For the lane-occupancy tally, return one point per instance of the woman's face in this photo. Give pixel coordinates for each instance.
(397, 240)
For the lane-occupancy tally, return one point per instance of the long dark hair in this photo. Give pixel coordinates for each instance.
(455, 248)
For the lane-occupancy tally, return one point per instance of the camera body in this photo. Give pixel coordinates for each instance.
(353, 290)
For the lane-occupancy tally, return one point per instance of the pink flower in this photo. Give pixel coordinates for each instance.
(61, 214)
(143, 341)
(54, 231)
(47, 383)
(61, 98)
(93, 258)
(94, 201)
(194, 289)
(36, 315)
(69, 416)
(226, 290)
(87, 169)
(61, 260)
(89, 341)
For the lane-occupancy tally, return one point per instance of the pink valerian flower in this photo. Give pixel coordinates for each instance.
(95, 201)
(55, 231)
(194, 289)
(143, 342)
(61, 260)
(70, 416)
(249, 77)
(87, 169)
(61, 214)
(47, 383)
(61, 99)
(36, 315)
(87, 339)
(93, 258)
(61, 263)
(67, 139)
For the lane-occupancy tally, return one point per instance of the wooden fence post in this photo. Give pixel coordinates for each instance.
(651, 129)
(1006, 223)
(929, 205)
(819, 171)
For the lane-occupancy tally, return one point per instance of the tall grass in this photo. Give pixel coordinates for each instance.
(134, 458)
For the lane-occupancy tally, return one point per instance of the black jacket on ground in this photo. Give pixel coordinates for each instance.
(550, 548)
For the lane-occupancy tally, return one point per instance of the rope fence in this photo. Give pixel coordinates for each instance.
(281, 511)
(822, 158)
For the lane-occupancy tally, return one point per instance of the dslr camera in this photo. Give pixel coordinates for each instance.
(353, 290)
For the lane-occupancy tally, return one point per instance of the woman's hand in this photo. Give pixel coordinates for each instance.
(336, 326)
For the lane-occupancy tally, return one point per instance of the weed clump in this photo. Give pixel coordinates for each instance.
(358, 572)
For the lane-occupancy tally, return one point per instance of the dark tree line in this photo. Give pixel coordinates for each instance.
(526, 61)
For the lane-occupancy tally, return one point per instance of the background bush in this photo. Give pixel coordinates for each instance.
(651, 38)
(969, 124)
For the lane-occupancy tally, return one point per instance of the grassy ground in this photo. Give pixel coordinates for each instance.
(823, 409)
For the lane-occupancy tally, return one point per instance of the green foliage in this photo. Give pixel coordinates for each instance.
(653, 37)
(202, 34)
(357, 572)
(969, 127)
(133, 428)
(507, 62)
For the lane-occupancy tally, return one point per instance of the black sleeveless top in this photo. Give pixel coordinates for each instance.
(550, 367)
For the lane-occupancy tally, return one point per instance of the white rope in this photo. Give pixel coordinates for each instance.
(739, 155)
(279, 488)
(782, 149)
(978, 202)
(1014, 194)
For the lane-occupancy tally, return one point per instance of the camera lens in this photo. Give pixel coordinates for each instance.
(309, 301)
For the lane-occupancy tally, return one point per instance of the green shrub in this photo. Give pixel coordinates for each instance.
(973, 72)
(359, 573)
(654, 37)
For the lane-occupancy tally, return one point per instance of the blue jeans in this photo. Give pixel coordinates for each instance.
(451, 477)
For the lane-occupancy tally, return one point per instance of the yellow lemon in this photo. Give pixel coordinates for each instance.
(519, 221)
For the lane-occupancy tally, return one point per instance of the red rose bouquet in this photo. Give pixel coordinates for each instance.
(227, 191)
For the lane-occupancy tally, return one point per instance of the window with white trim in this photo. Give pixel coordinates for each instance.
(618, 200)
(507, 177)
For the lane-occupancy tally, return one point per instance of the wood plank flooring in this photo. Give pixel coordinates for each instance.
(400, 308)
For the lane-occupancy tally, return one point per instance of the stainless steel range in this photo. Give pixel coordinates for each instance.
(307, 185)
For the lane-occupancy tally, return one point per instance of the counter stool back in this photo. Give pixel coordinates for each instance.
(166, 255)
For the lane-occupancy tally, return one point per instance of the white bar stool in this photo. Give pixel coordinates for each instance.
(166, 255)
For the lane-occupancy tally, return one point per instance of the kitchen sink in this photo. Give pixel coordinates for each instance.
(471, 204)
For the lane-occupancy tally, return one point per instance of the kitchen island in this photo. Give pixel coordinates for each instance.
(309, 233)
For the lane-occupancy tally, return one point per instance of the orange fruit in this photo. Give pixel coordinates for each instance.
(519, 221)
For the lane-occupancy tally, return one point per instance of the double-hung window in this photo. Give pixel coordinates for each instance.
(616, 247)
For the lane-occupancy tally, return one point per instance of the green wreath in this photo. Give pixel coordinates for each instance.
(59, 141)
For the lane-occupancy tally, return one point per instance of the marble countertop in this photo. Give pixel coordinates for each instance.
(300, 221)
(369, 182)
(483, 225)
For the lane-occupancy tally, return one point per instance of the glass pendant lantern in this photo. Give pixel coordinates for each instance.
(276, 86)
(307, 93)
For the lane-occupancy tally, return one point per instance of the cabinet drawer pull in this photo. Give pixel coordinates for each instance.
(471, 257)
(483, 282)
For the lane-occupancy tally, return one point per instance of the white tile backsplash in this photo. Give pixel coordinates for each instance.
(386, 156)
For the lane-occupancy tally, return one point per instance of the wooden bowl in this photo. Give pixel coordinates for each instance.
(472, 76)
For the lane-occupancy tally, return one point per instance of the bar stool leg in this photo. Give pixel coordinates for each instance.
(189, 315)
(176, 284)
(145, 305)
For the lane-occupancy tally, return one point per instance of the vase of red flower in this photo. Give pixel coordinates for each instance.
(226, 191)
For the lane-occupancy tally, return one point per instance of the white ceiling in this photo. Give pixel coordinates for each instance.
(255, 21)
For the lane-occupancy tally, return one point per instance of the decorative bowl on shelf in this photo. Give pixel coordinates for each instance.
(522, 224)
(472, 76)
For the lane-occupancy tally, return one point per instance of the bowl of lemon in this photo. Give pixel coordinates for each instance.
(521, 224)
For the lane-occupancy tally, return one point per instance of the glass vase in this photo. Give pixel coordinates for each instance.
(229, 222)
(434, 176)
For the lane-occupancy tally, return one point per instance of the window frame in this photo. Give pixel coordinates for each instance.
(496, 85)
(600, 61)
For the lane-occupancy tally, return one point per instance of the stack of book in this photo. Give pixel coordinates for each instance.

◆ WHAT YOU ARE ASKED TO DO:
Retype the data exactly as given.

◆ TASK RESPONSE:
For the lane-occupancy tally, return one point per instance of the woman's face in this photo. Give pixel coordinates for each instance.
(397, 240)
For the lane-occupancy tally, return one point per instance of the long dark hair in this photo. Give pixel coordinates for each instance.
(455, 248)
For the lane-occupancy tally, return one point per instance of the camera body in this photo. Give pixel coordinates for each instance.
(353, 290)
For the lane-occupancy tally, return one point per instance of the pink flower in this photo. Give pixel coordinates for each instance.
(61, 214)
(143, 341)
(54, 231)
(47, 383)
(61, 98)
(93, 258)
(94, 201)
(194, 289)
(36, 315)
(69, 416)
(226, 290)
(87, 169)
(61, 260)
(89, 341)
For the lane-occupancy tally, return one point per instance of the pink valerian flower in this photo. Give pixel coordinates for each instance.
(95, 201)
(55, 231)
(194, 289)
(143, 342)
(61, 260)
(70, 416)
(249, 77)
(87, 169)
(61, 214)
(47, 383)
(61, 99)
(36, 315)
(87, 339)
(93, 258)
(61, 263)
(67, 139)
For the lane-occupancy tally, return one point per instance of the wooden fence post in this photo. Give pixel coordinates for each instance.
(651, 129)
(1006, 223)
(929, 205)
(819, 171)
For the lane-occupancy tally, return one point per instance of the tall grass in this photo. Give pixel coordinates for each instance.
(134, 458)
For the lane-occupancy tally, return one point per instance of the black jacket on ground in this photo. Give pixel coordinates for each instance.
(550, 548)
For the lane-occupancy tally, return one point per instance of the rope fence in this photo. Give pixel coordinates for each instance.
(281, 511)
(822, 158)
For the lane-occupancy tally, return one point per instance of the dslr camera in this photo. Give pixel coordinates for each instance.
(353, 290)
For the lane-occupancy tally, return one point per instance of the woman's hand in this photo. Give pixel coordinates for each instance.
(336, 326)
For the lane-occupancy tally, return one point per instance of the weed clump in this photo. Give pixel coordinates for each instance.
(358, 572)
For the lane-occupancy tally, return one point per instance of the dark tree line in this photo. Give pixel coordinates for each instance.
(526, 61)
For the lane-occupancy tally, return one point per instance of the background bush in this photo. Give pixel coordinates for each instance.
(651, 38)
(969, 124)
For the lane-occupancy tally, return one point per instance of the grassy ground in this photo. Give pixel coordinates for each instance.
(823, 409)
For the lane-occupancy tally, return one point per instance of the green foliage in this photo. Give pixel coordinates for each instance.
(653, 37)
(202, 34)
(357, 572)
(969, 127)
(133, 428)
(507, 62)
For the lane-occupancy tally, return one point per instance of the black sleeveless top in this photo. Give pixel coordinates for each instance.
(550, 367)
For the lane-occupancy tally, return one point per instance of the white rope in this photo. Give pixel coordinates for each instance.
(739, 155)
(279, 488)
(782, 149)
(978, 202)
(1014, 194)
For the lane-occupancy tally, return one point per instance of the camera lens in this photo. Give pixel coordinates for each instance.
(309, 301)
For the lane-occupancy tally, return one point per instance of the green shrub in this photo. Give pixel coordinates for each instance.
(973, 72)
(359, 573)
(654, 37)
For the lane-occupancy tally, return one point per instance of the blue jeans in this photo. Give pixel coordinates for each instance.
(451, 477)
For the lane-occupancy tally, return one point per instance of the yellow lemon in this photo. Give pixel coordinates for each instance.
(519, 221)
For the lane-occupancy tally, return one point per instance of the red rose bouquet in this photo. Give pixel coordinates for each instance.
(227, 191)
For the lane-occupancy tally, return one point per instance of the window with white trim in this photo. Give pixel coordinates for each instance.
(618, 200)
(507, 177)
For the lane-occupancy tally, return one point per instance of the wood plank flooring in this photo. Give pixel coordinates for each instance.
(400, 308)
For the lane-occupancy tally, return one point per instance of the stainless steel range in this photo. Give pixel coordinates for each instance.
(307, 185)
For the lane-occupancy tally, return one point per instance of the counter stool back in this photo. Give pixel coordinates for each instance.
(166, 255)
For the lane-occupancy tally, return one point per instance of the white bar stool in this photo. Give pixel coordinates for each instance.
(166, 255)
For the lane-occupancy tally, return one point per instance of the kitchen sink in this photo. Give pixel coordinates for each instance.
(471, 204)
For the lane-occupancy tally, return one point per instance of the kitchen island in this photo. Give pixel coordinates for each instance.
(309, 233)
For the lane-occupancy tally, return one point per instance of the orange fruit in this photo. Give pixel coordinates for each instance.
(519, 221)
For the lane-occupancy tally, return one point per instance of the double-hung window in this photo. Give pixel coordinates for each instance.
(616, 247)
For the lane-occupancy tally, return one point per instance of the green wreath in this photo. Give pixel coordinates for each instance.
(59, 141)
For the lane-occupancy tally, return one point per instance of the marble countertop in this photo. Give pixel coordinates for each instance.
(300, 221)
(369, 182)
(483, 225)
For the lane-occupancy tally, return one point per instance of the glass pendant lantern in this photo. Give pixel coordinates for each instance.
(276, 86)
(307, 93)
For the lane-occupancy tally, return one point per instance of the cabinet drawer pull in this photo. Give pixel coordinates for each instance.
(471, 257)
(483, 282)
For the lane-occupancy tally, return one point per instance of the white tile backsplash in this photo. Give pixel coordinates for each instance.
(386, 156)
For the lane-occupancy tally, return one point per instance of the wooden bowl in this photo. Give pixel coordinates for each instance.
(472, 76)
For the lane-occupancy tally, return one point per instance of the bar stool leg in this photo. Give pixel coordinates for each instance.
(189, 315)
(176, 284)
(145, 305)
For the lane-occupancy tally, return one point per instance of the vase of red flower in this photo. Give pixel coordinates for each instance.
(226, 191)
For the lane-occupancy tally, return one point per instance of the white ceiling in this photo. Give pixel coordinates for each instance.
(255, 21)
For the lane-occupancy tally, return one point per instance of the decorative bowl on shelf in this photo. Give pixel coordinates for each instance.
(522, 224)
(472, 76)
For the lane-occupancy tally, return one point per instance of the bowl of lemon in this photo. Give pixel coordinates for each instance.
(521, 224)
For the lane-occupancy tally, return one point per instance of the glass vase in this photo. Give pixel coordinates for each instance.
(229, 222)
(434, 176)
For the lane-occupancy tally, return one point per instance of the window frame in this photo. Give pixel coordinates for each instance.
(496, 85)
(600, 61)
For the lane-occupancy tally, return one point per instance of the stack of book in this photo. Give pixel coordinates for each instance.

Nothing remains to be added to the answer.